> **What the task requires**
Arrange all of the records below as a numbered list, omitting any blank lines.

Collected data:
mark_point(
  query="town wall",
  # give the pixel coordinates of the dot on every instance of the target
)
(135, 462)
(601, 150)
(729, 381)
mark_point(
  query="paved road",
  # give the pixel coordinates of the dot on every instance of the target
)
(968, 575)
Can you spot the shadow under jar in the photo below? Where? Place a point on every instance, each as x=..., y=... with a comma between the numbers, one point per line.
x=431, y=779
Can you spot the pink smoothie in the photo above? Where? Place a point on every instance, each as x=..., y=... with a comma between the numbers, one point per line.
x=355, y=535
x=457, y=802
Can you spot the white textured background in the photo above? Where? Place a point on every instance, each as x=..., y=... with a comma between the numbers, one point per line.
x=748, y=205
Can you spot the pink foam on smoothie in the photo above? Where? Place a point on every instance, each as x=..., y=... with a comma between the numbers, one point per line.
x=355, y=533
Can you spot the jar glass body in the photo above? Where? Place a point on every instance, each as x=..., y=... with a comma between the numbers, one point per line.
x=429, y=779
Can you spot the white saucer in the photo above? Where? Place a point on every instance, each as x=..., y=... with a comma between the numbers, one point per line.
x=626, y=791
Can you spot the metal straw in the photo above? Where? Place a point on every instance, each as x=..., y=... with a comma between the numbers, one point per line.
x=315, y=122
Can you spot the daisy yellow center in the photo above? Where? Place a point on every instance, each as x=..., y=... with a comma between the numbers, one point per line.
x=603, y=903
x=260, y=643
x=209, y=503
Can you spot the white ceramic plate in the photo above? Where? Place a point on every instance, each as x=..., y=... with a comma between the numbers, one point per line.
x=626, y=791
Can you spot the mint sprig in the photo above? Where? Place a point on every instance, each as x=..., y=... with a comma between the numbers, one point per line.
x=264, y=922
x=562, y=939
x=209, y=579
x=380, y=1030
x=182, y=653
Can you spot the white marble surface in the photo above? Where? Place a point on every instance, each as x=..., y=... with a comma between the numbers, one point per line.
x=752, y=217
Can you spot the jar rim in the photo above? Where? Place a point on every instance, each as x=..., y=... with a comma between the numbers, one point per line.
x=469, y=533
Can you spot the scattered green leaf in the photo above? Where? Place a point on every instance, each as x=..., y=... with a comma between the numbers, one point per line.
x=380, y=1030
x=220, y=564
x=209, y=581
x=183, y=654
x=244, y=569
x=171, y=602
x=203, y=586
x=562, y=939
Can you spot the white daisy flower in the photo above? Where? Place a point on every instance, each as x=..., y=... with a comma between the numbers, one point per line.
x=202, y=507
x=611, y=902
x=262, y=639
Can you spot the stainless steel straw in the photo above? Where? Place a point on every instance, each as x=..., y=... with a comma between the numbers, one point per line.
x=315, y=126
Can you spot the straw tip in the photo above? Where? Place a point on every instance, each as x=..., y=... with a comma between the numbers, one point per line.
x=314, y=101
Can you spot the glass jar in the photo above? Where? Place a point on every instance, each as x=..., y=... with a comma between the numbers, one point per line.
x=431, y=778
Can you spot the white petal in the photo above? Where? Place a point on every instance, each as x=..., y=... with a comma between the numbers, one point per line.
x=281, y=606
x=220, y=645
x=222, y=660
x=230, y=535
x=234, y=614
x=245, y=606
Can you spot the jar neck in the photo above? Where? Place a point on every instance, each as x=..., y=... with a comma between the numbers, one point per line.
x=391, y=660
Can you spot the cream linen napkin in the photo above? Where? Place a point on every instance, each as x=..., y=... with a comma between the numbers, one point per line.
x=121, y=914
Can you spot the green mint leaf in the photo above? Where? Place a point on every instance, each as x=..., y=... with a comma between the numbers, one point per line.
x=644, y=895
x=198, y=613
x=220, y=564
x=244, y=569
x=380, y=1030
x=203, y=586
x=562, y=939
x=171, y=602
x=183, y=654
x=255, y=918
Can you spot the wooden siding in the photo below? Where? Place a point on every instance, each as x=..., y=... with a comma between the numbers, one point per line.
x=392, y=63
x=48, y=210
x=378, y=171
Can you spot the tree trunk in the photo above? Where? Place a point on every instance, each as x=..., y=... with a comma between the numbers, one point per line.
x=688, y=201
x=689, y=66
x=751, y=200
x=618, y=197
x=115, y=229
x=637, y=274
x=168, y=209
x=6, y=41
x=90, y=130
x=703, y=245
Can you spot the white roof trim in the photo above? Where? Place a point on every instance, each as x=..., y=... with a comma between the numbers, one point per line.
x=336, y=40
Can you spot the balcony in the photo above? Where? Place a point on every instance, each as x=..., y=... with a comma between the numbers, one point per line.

> **Output for this exercise**
1. mark_point(
2.   query="town wall",
3.   # give the pixel coordinates of the dot on every instance of the target
4. )
5. (135, 462)
6. (601, 150)
7. (729, 381)
8. mark_point(
9.   query="paved road",
10.   # give the pixel coordinates of the dot on every instance of the target
11. )
12. (968, 575)
13. Can you spot the shadow under jar in the photo below? Where? Place a point on every instance, each as x=..., y=... with a comma between the numbers, one point per line.
14. x=431, y=779
15. Can you spot the pink smoothie in the photo above? Where? Place a point on every instance, each as x=..., y=... with a comma between the numbers, one point per line.
16. x=355, y=535
17. x=457, y=802
18. Can you spot the white textured background in the photo above? Where? Place a point on every instance, each as x=..., y=... with a comma between the numbers, one point per line.
19. x=748, y=205
20. Can you spot the pink foam on smoothie in the photo above? Where? Place a point on every instance, each as x=..., y=... with a comma between the numbers, one point per line.
21. x=355, y=533
22. Can you spot the jar glass body in the photo above? Where? Place a point on every instance, each as x=..., y=... with a comma between the numbers, one point per line.
23. x=429, y=779
24. Can you spot the white saucer in the photo above? Where? Place a point on every instance, each as x=..., y=... with a comma between the numbers, one point per line.
25. x=626, y=791
26. Can you spot the metal straw in the photo above? Where? Place a point on every instance, each as x=..., y=... with a comma between the numbers, one point per line.
27. x=315, y=122
28. Can you spot the daisy yellow center in the photo above? Where? Place a point on every instance, each as x=..., y=... with a comma between the numbers, one point per line.
29. x=603, y=903
30. x=260, y=643
31. x=209, y=503
32. Can you spot the white ceramic plate in the photo above? Where? Place a point on every instance, each as x=..., y=... with a comma between the numbers, one point per line.
33. x=626, y=791
34. Can you spot the mint sprig in the photo above? Where? Place a point on every instance, each as x=..., y=... with a comma between the numbers, one point per line.
35. x=264, y=922
36. x=562, y=939
37. x=209, y=579
38. x=380, y=1030
39. x=182, y=653
40. Can you spot the white marble surface in the photo above? Where? Place a point on every instance, each as x=..., y=... with a comma between the numbers, one point per line.
41. x=752, y=217
42. Can you spot the jar rim in the photo above? Where? Place a point on every instance, each as x=..., y=... with a comma between the numbers, one point per line.
43. x=469, y=533
44. Can you spot the scattered green leaf in the photo above? Where? Place a point on every instance, each as x=..., y=... with a comma between the numbers, one point per line.
45. x=380, y=1030
46. x=220, y=564
47. x=209, y=581
48. x=183, y=654
49. x=244, y=569
50. x=171, y=602
51. x=203, y=586
52. x=562, y=939
53. Can you spot the white daisy flower in the photo above? Where? Place a point on every instance, each as x=..., y=... with a comma between the numbers, one point per line.
54. x=202, y=507
55. x=611, y=902
56. x=262, y=639
57. Can you spot the stainless steel straw in the photo above? Where? Place a point on every instance, each as x=..., y=... with a comma between the numbers, one point per line.
58. x=315, y=126
59. Can you spot the straw tip in the photo above? Where? Place a point on every instance, each as x=..., y=... with a comma between the numbers, one point per line.
60. x=314, y=101
61. Can you spot the glass jar in the photo above? Where? Place a point on every instance, each as x=..., y=... with a comma between the numbers, one point per line.
62. x=431, y=778
63. Can you spot the white petal in the photo above? Where? Place a point on every instance, each as x=..., y=... with a comma between the numbers, one point per line.
64. x=281, y=606
65. x=220, y=645
66. x=222, y=660
67. x=230, y=535
68. x=234, y=614
69. x=245, y=606
70. Can you spot the jar neck in the photo above? Where? Place a point on every instance, each as x=..., y=... with a comma between the numbers, one point per line.
71. x=391, y=660
72. Can you spot the cream linen napkin in the photo above? Where? Place a point on every instance, each as x=..., y=... with a comma between the numbers, one point per line.
73. x=121, y=914
74. Can you spot the green mint leaf in the photo above? Where? Place a point on every instance, each as x=..., y=... with a comma between the numbers, one point per line.
75. x=644, y=895
76. x=198, y=613
77. x=220, y=564
78. x=244, y=569
79. x=380, y=1030
80. x=203, y=586
81. x=562, y=939
82. x=171, y=602
83. x=183, y=654
84. x=255, y=918
85. Can you spot the wooden siding in the photo below? Where? Place a point on every instance, each as x=..., y=... with a comma between the numbers, one point per line.
86. x=392, y=63
87. x=48, y=210
88. x=378, y=171
89. Can you spot the tree trunk in the photo above? Where? Place a point on every instance, each as x=..., y=... with a comma between the numbers, one point per line.
90. x=688, y=201
91. x=689, y=66
92. x=751, y=200
93. x=618, y=197
94. x=115, y=229
95. x=637, y=274
96. x=168, y=209
97. x=6, y=41
98. x=90, y=130
99. x=703, y=245
100. Can you spot the white roof trim in the photo above? Where? Place a point on every instance, each as x=..., y=... with a comma between the numbers, one point per line.
101. x=336, y=40
102. Can you spot the balcony in the photo above? Where? Place a point on every instance, each as x=..., y=... with a comma between the numbers, one point per line.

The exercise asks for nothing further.